- Natural-language object grounding data
· · ·

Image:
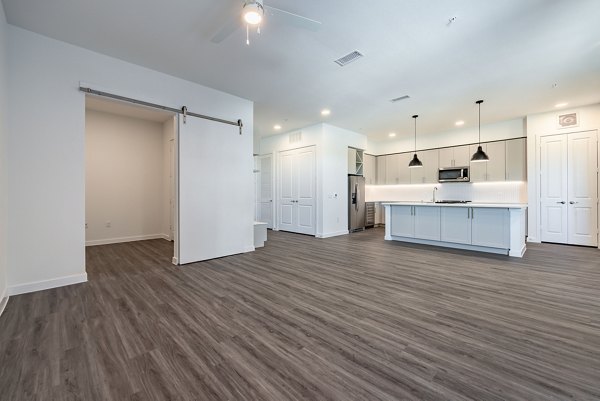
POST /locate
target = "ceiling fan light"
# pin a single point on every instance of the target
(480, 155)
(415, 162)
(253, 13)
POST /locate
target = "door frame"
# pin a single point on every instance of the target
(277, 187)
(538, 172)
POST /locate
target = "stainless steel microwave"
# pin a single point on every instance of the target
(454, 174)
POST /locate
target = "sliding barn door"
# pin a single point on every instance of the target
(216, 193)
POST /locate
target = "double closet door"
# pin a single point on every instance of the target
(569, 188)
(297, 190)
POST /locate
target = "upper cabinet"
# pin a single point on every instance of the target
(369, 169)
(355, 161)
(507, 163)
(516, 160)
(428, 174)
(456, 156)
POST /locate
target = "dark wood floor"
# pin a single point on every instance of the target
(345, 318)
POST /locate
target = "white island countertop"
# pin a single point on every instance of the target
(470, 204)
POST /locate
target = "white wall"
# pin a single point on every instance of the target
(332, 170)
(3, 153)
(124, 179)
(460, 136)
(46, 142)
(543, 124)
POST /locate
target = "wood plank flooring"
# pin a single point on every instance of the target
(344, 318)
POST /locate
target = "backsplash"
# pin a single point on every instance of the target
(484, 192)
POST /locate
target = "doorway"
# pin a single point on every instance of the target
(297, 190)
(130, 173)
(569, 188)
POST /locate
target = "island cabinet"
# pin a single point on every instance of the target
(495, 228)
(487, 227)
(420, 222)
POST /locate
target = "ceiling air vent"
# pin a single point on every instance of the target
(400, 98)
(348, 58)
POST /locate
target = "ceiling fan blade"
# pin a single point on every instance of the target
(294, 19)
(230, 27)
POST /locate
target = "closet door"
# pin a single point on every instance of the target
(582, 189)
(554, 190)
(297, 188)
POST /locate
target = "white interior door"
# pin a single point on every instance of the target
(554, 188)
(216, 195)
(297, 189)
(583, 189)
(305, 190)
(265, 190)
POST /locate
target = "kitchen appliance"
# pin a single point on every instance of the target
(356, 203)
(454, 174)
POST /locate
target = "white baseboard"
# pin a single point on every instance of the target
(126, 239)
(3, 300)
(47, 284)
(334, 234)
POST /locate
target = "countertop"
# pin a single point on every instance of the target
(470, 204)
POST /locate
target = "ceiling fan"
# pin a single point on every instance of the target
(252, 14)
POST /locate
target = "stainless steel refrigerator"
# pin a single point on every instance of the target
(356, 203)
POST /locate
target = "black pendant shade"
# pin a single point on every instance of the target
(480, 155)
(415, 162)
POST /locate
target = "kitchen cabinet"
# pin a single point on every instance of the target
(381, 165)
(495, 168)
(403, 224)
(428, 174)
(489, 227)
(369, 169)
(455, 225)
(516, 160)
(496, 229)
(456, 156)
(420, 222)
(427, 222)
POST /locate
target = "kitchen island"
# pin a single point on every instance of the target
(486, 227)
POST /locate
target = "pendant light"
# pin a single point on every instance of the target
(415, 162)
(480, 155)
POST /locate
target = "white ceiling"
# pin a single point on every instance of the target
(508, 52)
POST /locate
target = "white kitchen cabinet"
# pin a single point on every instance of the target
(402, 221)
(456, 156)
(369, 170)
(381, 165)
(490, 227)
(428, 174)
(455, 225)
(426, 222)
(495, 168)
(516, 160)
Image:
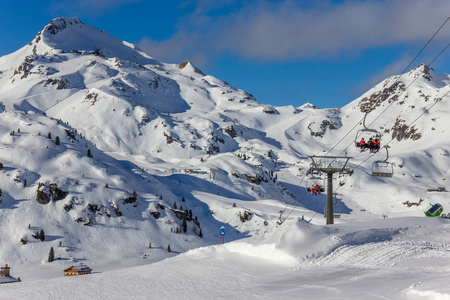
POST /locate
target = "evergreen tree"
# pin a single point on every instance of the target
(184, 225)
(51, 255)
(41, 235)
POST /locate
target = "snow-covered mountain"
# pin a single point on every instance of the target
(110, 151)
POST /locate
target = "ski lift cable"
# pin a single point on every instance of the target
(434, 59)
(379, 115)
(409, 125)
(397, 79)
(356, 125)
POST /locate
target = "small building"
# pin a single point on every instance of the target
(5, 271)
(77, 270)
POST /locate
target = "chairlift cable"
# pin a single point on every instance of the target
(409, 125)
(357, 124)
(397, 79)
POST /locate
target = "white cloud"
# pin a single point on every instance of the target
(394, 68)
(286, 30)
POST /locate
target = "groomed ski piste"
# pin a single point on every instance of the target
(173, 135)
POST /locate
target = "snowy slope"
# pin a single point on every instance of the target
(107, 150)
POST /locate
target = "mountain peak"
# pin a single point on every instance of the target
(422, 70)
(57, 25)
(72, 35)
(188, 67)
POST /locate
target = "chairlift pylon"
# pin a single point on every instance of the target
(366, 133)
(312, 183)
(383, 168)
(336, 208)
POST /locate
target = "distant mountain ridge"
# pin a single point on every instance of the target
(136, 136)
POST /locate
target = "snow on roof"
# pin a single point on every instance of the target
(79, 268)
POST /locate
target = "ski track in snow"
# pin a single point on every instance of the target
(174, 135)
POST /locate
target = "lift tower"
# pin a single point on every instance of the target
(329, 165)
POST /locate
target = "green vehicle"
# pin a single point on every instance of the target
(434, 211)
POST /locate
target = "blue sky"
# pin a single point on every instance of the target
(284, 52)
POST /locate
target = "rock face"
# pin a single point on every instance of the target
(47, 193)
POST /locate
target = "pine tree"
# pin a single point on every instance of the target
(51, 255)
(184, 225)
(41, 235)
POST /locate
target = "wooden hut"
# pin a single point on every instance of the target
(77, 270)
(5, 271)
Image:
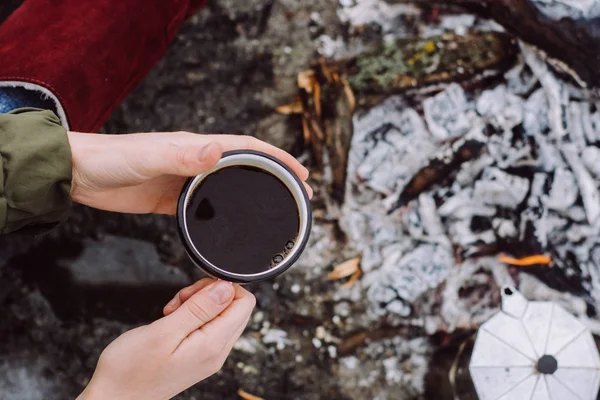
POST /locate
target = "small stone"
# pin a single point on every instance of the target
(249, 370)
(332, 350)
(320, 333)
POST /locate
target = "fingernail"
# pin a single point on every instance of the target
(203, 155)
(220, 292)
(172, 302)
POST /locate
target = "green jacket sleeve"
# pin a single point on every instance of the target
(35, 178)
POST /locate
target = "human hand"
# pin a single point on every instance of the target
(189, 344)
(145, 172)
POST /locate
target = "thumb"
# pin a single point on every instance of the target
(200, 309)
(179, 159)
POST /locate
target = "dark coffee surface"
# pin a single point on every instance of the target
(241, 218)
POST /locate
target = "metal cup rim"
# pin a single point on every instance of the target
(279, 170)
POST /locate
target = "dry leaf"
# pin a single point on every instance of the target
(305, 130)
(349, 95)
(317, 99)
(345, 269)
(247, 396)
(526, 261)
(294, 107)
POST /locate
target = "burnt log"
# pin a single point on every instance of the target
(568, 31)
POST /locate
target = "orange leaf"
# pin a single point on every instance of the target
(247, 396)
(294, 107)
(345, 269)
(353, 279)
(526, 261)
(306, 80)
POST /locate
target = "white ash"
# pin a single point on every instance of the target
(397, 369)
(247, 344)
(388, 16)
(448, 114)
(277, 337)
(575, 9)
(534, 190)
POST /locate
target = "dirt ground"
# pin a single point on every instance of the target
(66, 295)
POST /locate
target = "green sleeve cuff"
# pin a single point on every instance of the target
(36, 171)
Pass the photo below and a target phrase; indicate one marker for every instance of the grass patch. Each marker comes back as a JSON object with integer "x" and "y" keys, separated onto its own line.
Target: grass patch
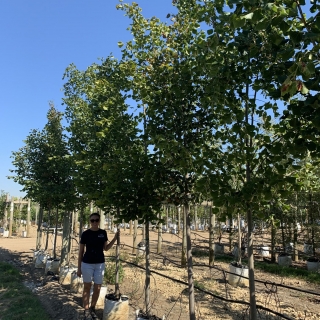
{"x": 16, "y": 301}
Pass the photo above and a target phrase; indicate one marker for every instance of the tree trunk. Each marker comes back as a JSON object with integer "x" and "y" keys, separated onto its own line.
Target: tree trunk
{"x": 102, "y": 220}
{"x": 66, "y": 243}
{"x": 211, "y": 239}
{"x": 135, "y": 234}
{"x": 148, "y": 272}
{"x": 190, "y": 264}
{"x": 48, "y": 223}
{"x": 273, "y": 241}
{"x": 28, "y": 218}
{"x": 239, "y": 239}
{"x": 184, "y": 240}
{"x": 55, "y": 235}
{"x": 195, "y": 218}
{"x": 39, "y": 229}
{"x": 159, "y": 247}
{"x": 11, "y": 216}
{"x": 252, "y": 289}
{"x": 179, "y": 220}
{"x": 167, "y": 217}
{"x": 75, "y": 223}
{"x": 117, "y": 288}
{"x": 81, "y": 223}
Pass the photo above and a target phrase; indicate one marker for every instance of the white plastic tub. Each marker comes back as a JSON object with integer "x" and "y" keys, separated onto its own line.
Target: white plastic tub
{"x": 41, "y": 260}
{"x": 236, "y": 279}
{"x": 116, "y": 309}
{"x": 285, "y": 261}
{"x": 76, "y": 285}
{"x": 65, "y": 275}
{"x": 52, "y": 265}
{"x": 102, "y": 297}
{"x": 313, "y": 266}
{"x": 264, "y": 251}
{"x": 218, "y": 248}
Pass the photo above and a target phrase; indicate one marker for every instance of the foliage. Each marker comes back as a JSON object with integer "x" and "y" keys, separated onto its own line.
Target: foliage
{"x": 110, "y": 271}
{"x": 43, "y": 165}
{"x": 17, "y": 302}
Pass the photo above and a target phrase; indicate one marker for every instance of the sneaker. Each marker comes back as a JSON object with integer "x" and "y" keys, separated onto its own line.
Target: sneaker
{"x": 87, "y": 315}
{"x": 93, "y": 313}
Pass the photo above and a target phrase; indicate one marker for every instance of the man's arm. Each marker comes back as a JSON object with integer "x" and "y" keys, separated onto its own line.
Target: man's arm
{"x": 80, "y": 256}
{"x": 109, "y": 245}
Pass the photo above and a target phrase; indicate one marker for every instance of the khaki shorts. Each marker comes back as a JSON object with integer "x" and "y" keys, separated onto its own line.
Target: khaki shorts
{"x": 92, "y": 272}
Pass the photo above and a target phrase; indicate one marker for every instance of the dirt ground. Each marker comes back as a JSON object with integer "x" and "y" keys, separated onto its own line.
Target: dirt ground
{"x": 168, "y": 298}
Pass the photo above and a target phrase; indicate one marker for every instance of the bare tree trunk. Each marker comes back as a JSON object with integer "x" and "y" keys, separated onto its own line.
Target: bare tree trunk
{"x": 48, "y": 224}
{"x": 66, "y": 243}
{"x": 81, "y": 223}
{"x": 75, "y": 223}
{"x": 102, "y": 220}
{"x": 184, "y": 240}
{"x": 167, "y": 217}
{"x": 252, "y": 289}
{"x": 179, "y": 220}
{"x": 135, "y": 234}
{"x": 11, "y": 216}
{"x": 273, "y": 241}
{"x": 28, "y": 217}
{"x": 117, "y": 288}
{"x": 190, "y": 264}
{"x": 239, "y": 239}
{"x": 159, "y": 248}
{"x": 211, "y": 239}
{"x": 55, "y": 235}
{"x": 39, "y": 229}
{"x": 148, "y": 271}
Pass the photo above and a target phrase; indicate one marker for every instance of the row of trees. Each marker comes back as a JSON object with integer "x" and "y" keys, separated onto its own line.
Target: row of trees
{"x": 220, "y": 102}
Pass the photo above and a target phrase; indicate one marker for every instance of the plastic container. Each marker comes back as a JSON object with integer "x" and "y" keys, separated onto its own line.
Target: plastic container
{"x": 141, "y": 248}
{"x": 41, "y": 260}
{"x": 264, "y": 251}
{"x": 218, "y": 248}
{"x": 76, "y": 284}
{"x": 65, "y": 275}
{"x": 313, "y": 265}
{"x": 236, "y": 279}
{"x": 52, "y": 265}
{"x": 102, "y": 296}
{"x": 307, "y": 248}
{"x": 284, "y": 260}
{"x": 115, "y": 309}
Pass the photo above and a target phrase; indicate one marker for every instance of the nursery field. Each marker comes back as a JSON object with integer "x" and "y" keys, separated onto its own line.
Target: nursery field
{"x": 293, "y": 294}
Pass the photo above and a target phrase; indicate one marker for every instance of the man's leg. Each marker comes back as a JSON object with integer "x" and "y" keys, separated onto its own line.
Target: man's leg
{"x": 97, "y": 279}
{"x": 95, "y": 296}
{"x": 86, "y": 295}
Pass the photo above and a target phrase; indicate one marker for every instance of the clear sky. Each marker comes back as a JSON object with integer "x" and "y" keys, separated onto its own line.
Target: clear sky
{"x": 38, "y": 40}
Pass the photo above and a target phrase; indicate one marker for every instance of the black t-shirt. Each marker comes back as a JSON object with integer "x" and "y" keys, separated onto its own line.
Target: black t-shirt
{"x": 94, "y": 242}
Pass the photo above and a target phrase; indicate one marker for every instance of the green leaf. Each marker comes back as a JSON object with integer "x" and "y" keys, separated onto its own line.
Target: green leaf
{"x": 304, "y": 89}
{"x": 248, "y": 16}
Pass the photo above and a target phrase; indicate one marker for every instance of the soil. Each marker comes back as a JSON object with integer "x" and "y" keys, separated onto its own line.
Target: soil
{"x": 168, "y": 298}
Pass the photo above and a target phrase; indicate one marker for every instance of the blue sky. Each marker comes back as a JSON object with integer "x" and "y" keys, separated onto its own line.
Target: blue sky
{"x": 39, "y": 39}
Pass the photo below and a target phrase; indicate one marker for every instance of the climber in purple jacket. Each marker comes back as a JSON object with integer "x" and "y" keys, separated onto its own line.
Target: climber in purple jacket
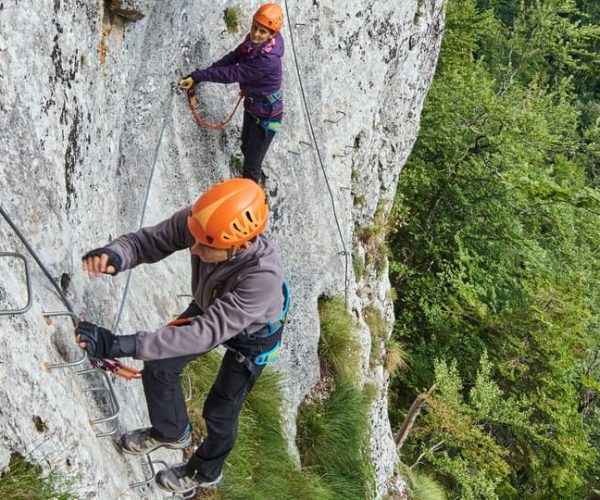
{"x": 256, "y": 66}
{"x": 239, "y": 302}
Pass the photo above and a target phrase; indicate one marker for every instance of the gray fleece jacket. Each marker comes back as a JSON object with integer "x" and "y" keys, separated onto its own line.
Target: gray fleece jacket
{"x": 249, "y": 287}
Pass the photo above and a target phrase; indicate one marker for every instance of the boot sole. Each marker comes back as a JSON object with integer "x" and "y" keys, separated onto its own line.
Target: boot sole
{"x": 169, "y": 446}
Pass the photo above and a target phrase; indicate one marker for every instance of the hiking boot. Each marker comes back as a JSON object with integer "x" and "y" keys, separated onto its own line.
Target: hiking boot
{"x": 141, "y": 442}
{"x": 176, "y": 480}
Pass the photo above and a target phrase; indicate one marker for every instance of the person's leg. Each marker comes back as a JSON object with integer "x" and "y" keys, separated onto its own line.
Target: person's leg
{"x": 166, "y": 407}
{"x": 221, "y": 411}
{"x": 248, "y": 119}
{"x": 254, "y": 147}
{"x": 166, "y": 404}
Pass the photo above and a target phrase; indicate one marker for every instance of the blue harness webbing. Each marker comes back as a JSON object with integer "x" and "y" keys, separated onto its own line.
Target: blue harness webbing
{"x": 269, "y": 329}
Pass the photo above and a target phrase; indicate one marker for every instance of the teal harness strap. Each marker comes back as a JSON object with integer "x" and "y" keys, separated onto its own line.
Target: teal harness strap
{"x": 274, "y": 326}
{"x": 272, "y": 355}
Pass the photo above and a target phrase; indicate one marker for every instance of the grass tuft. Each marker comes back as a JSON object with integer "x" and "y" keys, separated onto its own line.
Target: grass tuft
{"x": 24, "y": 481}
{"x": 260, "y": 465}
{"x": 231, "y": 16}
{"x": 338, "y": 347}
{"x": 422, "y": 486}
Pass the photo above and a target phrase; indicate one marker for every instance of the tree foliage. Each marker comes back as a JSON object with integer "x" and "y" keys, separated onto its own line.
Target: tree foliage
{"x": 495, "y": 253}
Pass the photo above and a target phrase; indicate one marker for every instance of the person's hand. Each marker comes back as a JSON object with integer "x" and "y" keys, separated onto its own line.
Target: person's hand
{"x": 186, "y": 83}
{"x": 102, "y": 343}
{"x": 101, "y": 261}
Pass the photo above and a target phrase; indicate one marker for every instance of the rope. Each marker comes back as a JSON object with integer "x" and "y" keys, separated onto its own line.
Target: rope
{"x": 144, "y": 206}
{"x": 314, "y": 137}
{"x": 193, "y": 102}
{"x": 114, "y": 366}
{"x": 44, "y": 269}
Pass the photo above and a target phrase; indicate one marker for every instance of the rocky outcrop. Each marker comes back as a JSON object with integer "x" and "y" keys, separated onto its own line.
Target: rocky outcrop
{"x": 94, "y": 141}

· · ·

- Problem requirements
Out of the records above, pull each line containing the word "closet".

- Answer for the task
target = "double closet door"
target = "closet door"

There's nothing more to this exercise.